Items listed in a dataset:
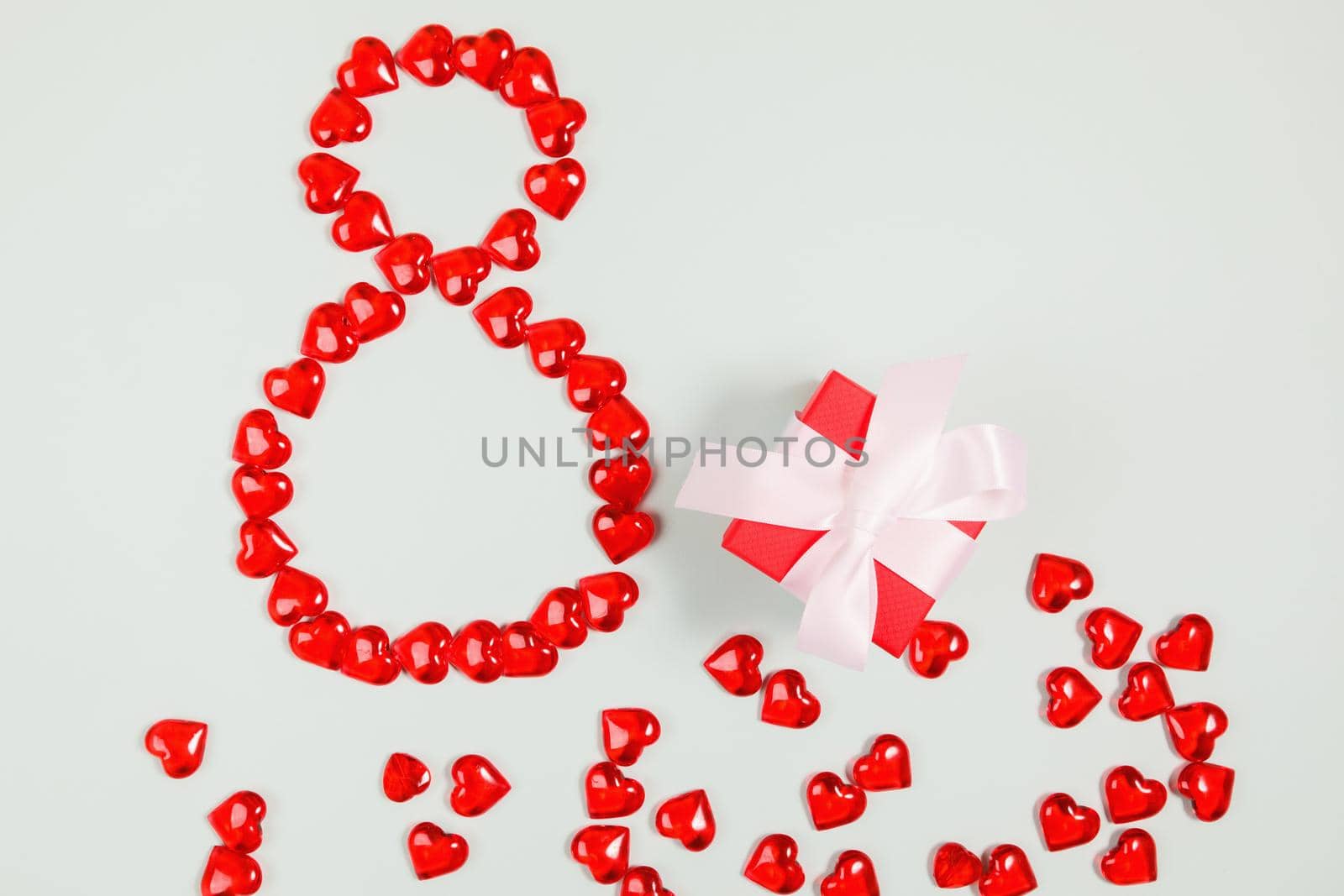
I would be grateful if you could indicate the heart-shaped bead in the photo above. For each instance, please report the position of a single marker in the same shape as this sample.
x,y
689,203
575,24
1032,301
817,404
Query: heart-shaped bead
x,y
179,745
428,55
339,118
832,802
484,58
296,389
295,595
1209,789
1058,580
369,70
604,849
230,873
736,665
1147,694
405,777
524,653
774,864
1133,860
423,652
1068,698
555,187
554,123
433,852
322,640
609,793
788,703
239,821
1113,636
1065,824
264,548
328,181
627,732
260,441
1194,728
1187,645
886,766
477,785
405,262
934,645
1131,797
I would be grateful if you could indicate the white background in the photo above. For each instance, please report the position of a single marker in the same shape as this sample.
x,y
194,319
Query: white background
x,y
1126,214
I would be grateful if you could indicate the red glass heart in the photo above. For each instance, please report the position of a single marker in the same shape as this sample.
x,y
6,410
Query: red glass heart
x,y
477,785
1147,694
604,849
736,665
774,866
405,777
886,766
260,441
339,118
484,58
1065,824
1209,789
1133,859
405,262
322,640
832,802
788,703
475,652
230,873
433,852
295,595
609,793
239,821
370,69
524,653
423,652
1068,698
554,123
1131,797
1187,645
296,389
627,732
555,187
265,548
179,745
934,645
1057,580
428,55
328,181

### [AIM OF THE TASK]
Restate each entry word for word; omit the pictures.

### [TASK SOLUTION]
I would be grateful if you could indicate the heart-shaped bead in the photo above. For each instance, please report the position of a single marker in the same shape as this sample.
x,y
689,203
575,24
1032,301
817,404
Query: heart-shaped bead
x,y
179,745
428,55
339,118
832,802
484,58
296,389
295,595
1209,789
1058,580
369,70
604,849
230,873
736,665
1147,694
405,777
524,653
774,864
1133,860
423,652
1068,698
555,187
554,123
433,852
322,640
609,793
788,703
239,821
1113,636
1065,824
264,548
328,181
627,732
260,441
1194,728
1187,645
886,766
477,785
405,262
934,645
1131,797
I would be grateful if you could indicate the white background in the photo above. For each instance, please report the position of a single marker in the same shape as this sample.
x,y
194,319
Query: white background
x,y
1126,214
I would be grateful if you could indicate the red glass heart in the photo above. For each instance, please report the position of a single marker in the same shape as this sample.
x,y
6,410
Query: red glass heart
x,y
477,785
1147,694
604,849
736,665
774,866
405,777
886,766
260,441
339,118
484,58
1065,824
1209,789
1133,859
405,262
322,640
832,802
788,703
475,652
230,873
433,852
295,595
609,793
239,821
370,69
524,653
423,652
1068,698
554,123
1131,797
1187,645
296,389
627,732
555,187
265,548
179,745
934,645
1057,580
428,55
328,181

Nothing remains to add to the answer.